**Items:**

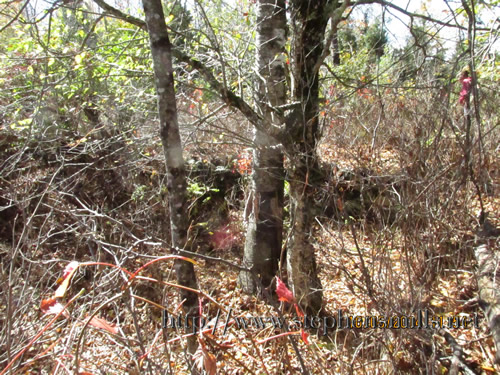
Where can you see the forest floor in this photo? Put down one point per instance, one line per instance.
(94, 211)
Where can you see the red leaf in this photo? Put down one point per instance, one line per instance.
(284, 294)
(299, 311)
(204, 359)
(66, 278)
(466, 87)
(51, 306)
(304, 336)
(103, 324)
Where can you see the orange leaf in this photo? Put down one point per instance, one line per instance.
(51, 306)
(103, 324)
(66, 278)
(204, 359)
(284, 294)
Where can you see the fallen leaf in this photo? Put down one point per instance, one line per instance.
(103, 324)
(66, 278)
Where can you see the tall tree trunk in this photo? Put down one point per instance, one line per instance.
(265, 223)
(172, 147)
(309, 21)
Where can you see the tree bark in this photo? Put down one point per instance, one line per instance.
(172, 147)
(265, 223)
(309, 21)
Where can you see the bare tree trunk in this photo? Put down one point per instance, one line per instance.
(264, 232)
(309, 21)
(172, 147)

**Job:**
Exactly reproduce the entries above, minus the pictures.

**Worked answer:**
Where can you see the forest floor in this photo? Put down one point per instance, one line per instance.
(94, 211)
Where can you see the red leaf in this photo? Put down one point per instance, one line per instance.
(284, 294)
(299, 311)
(204, 359)
(66, 278)
(466, 87)
(51, 306)
(304, 336)
(103, 324)
Where can you see the orange leaf in this photo? Put down one point per instance, one line per instance.
(51, 306)
(103, 324)
(66, 278)
(204, 359)
(284, 294)
Where can you see the fallen leaf in this photo? Put down one point per instance, one line per instance.
(103, 324)
(66, 278)
Where can you see the tall tree trunk in this photo? Put down one point per instance, one line per instance.
(265, 223)
(172, 147)
(309, 21)
Where can you see the tree bark in this photo? Put down one point per instance, one line per instance.
(172, 147)
(265, 223)
(309, 21)
Where can you see the bare tree trunk in this photo? Put down one point per instance, one line per instance.
(264, 232)
(309, 21)
(172, 147)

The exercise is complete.